§ **Excerpt to read**:
** BEGIN **
At Wayfair, we use a state-of-the-art deep learning model that predicts the probability of ATC (add to shopping cart) for each product by a customer at a given time. The ATC probabilities of items on a page are used to sort that page in real time. This approach has been very successful for us, but it assumes that the local context of the product doesn’t matter. However, products on the website are almost always shown with neighbors—either above and below in a list, or all around it in a product grid. By optimizing the arrangement of the page as a whole we can jointly improve the customer experience and site performance even further. We can train a model that is sensitive to the properties of a product’s neighbors including price, sale flag saturation, and visual diversity, without any assumptions about the direction of impact. For example, diverse choices might help sales of wall art (where variety would make it easier to to scan a wide assortment of looks), while in the category of kitchen utensils people might prefer to compare similar items (where similarity would make it easier to find the exact right style of kitchen knife, for example).
To accomplish this, we developed a new model—called TopShelf—that acts as an extension to this existing product ranking algorithm, and leverages the juxtaposition of products to make the list or grid as a whole shine. It thinks of browse pages as a series of “shelves,” and uses a predictive model to rearrange items between the top few shelves on the page for maximum appeal. The rest of this article explains how it was developed.
The First Challenge: Defining Context
To train a model for arranging browse pages that is sensitive to local context, we first had to define how that context would be represented, including how far it would reach. Let’s say we defined the context of a sofa on Wayfair’s sofa browse page in terms of the placement of every other couch around it. Given the 16,000 sofas in our catalogue, the number of possible contexts would quickly become unmanageable! Even if we limited the context to the 48 products that could appear on a browse page, that would still leave 1.24 x 1061 possible arrangements—more than the number of atoms that make up the Earth!
While looking for a way to tame the combinatorial explosion of possibilities to evaluate, we noticed that most monitors only show one row of products at a time. Therefore we made the assumption that the most relevant local context in this situation was the products that appear on the same row—or “shelf”—of a product grid, and that the exact order on the shelf was less important Although other, more wide-reaching definitions of context are possible, the need for efficiently recommending lists of products means that we chose the narrowest definition of context that could still capture important the important effects of neighbors.
** END **
§ **Record set**:
** BEGIN **
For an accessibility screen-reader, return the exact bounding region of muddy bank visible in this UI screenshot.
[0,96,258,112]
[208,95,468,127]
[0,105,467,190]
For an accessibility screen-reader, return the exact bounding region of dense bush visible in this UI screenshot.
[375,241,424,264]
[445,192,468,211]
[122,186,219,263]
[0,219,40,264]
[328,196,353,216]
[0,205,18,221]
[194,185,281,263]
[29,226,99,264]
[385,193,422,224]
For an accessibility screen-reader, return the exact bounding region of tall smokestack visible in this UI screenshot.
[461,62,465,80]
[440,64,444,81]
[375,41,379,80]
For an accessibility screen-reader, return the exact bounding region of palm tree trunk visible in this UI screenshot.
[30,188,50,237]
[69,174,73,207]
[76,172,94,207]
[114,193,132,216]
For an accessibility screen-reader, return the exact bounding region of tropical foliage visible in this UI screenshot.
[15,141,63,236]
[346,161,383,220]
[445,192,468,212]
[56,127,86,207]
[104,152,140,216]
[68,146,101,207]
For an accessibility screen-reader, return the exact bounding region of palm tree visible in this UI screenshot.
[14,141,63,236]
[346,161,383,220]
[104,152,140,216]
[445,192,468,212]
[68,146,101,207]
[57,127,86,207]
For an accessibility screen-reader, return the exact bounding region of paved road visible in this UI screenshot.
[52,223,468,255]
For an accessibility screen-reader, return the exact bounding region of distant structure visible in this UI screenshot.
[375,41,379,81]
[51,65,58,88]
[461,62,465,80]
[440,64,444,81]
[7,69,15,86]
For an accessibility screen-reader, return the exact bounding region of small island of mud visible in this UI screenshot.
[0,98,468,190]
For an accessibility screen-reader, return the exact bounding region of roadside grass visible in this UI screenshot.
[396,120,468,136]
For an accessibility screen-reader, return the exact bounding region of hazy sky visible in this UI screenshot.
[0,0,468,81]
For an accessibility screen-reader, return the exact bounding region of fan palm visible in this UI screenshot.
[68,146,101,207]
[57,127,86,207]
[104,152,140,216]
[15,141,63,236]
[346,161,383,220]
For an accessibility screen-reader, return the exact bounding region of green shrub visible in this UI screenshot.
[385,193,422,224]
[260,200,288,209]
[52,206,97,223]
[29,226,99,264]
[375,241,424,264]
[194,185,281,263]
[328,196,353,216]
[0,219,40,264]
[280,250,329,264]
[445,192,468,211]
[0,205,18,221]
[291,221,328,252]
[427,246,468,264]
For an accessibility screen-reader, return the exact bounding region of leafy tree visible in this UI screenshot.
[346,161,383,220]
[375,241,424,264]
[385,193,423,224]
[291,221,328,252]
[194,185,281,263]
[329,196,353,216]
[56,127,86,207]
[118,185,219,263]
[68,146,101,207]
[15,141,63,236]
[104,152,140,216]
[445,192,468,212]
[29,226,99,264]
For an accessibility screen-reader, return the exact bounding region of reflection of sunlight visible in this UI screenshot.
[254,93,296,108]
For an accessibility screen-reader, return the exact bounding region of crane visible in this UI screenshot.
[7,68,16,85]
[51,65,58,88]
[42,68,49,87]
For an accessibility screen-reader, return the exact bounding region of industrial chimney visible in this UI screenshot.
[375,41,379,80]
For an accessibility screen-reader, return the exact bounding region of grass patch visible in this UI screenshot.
** END **
§ **Required actions**:
[a] From the excerpt on browse-page arrangement, extract the stretch from "To accomplish this, we" through "it was developed.".
[b] According to the excerpt on browse-page arrangement, what did the team notice about monitors that led them to treat a single row as the relevant context?

§ **Solved problems**:
[a]
To accomplish this, we developed a new model—called TopShelf—that acts as an extension to this existing product ranking algorithm, and leverages the juxtaposition of products to make the list or grid as a whole shine. It thinks of browse pages as a series of “shelves,” and uses a predictive model to rearrange items between the top few shelves on the page for maximum appeal. The rest of this article explains how it was developed.

[b] Most monitors show only one row of products at a time.